■ **Source passage**
>> Begin
Would Harry forgiving Snape be character growth for him? Re: CHAPDISC: HBP 29,

va32h va32h at comcast.net
Wed Jan 24 16:50:44 UTC 2007


No: HPFGUIDX 164118

Magpie:
I think what Betsy might mean--and what others are also saying--is 
that she doesn't see blanket forgiveness *for its own sake* as a 
theme in the books. JKR really doesn't seem to put too much stress 
on forgiving someone on principle. She seems to get more into the 
individuals actually feeling the desire to forgive for a reason.

Va32h here:

I guess I see Dumbledore as the representative of blanket forgivness. 
He is the one who forgives Snape, even though, as far as we know, 
Snape has not personally wronged Dumbledore. Even aiding Voldemort 
and assisting in the murder of the Potters is not a personal wrong 
against Dumbledore. And when Dumbledore tells the assembled crowd at 
the end of GoF that they "will be welcomed back here at any time" it 
just struck me as a metaphor for the idea of forgivness. Of course, 
Dumbledore also says that in order to work together, their aims must 
be identical and their hearts open. ESE Snape would not have 
identical goals to Harry (but then I think Snape is DDM anyway). 

But it still won't *hurt* Harry to forgive an ESE Snape, even if that 
forgiveness consists only of no longer actively pursuing revenge 
against him. Forgiveness does not require Harry to like Snape or 
trust him, just to let go of the personal hatred for him. If Harry is 
presented with a choice of destroying a horcrux or pursuing Snape, 
won't we all want him to put aside his grievance with Snape and look 
at the larger goal?
>> End
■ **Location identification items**
>> Begin
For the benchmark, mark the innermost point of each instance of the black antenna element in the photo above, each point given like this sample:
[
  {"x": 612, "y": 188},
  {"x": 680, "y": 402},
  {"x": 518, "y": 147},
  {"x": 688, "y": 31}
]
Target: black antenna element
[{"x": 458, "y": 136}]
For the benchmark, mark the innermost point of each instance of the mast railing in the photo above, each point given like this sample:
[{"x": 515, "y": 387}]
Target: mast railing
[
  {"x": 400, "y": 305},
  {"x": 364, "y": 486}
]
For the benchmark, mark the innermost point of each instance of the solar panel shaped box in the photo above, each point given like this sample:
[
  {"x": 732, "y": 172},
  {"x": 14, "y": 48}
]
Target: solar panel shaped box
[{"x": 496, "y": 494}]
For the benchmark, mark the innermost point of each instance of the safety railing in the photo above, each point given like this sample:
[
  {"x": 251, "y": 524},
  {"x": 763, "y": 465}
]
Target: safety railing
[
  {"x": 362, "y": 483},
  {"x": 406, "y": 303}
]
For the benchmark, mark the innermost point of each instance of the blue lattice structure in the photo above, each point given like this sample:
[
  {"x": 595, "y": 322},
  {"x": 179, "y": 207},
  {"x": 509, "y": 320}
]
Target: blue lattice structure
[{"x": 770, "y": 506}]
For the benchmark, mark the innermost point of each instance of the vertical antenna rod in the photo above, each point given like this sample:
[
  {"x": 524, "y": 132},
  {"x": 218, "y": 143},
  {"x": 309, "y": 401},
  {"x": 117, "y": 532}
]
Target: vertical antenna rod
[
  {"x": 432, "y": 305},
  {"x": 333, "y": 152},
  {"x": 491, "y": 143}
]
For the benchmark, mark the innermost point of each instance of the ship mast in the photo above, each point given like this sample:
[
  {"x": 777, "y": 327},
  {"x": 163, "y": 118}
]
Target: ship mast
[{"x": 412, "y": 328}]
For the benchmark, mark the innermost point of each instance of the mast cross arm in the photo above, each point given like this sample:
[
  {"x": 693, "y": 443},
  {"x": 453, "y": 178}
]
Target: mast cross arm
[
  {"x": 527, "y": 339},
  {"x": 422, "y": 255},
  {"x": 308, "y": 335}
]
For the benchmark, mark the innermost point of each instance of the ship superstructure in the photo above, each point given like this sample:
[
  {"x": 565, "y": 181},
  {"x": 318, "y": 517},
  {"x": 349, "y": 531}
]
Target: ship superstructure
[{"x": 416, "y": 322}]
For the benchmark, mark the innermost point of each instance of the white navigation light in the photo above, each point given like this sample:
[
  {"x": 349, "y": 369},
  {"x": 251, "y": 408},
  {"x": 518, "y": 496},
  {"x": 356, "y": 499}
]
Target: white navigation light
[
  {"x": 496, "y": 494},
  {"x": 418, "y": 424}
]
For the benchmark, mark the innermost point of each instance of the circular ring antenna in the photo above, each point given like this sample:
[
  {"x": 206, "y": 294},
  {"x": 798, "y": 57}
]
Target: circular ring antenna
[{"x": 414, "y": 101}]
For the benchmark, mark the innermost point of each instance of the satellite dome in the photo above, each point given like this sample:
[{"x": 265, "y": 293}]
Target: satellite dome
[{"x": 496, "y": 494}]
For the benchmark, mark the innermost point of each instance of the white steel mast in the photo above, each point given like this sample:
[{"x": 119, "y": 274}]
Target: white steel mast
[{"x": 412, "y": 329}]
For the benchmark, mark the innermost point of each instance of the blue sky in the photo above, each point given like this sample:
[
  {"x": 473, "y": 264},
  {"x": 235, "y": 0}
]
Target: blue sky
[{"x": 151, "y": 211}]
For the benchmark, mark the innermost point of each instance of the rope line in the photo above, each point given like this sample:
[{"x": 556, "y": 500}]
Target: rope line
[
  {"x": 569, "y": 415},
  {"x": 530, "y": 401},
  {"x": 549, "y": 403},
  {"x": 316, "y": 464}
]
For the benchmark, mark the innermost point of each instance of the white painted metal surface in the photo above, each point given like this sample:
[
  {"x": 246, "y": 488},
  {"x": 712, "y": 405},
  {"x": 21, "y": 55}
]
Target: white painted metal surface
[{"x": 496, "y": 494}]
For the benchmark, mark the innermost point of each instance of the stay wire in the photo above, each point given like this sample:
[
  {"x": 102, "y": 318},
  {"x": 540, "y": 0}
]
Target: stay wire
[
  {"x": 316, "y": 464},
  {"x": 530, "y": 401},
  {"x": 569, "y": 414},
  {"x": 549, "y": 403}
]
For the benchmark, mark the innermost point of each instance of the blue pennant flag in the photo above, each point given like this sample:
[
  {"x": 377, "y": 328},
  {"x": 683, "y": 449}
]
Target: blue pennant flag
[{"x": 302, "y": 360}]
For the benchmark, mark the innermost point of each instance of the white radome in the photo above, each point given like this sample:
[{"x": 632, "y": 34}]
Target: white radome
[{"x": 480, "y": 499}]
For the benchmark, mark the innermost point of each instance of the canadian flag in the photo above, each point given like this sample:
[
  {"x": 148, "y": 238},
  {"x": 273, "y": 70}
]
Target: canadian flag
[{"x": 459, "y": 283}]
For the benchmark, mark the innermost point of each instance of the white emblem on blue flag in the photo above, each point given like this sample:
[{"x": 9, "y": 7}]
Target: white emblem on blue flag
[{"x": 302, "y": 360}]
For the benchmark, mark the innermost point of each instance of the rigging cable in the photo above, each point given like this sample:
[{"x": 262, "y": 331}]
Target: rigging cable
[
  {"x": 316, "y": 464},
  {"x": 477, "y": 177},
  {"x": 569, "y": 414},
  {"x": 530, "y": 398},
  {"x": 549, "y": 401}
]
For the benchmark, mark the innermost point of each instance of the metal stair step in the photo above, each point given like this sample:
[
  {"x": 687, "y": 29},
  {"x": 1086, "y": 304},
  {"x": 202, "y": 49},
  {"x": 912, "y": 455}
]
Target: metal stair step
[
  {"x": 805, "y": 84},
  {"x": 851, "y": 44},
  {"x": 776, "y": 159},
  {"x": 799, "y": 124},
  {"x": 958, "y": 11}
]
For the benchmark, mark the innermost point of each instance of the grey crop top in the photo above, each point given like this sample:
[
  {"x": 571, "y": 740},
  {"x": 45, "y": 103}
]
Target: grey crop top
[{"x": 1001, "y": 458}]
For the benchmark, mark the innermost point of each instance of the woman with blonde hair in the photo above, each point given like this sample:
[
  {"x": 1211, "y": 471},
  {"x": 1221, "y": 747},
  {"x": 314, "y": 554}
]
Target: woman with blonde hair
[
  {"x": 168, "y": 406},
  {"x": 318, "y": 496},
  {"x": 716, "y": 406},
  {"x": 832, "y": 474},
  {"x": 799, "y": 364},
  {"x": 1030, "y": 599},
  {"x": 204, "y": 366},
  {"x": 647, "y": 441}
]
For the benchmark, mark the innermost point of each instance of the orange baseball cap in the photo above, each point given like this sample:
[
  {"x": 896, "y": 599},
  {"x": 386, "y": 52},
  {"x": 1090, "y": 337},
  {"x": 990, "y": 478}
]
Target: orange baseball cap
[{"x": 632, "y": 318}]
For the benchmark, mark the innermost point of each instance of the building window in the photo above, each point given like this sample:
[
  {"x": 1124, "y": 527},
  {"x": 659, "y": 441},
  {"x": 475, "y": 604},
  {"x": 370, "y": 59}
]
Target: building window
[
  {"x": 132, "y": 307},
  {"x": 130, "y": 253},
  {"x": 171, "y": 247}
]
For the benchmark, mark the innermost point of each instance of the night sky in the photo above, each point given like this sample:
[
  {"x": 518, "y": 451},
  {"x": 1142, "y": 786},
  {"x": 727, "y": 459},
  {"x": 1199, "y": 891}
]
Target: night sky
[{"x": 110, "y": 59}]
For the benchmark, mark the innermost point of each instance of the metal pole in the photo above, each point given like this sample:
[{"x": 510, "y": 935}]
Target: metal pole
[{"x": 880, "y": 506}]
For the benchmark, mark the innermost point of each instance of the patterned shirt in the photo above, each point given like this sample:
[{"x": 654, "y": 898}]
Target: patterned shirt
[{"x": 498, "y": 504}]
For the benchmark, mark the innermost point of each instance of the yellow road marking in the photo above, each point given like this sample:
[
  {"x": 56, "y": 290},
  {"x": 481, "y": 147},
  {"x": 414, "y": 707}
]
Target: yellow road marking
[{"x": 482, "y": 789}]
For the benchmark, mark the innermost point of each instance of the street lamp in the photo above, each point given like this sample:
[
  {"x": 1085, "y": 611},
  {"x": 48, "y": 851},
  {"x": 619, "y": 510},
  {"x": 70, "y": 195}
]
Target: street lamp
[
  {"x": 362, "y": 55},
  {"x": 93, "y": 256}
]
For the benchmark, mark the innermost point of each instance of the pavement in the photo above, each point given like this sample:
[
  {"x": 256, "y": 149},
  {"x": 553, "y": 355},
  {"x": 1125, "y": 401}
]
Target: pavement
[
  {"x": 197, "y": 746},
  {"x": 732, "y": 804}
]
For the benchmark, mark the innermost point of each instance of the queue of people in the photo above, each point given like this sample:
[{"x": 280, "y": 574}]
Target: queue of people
>> End
■ **Instructions for the task**
List every character from the Harry Potter books whom the forum post mentions by name.

■ **Correct answer**
Harry, Snape, Dumbledore, Voldemort, the Potters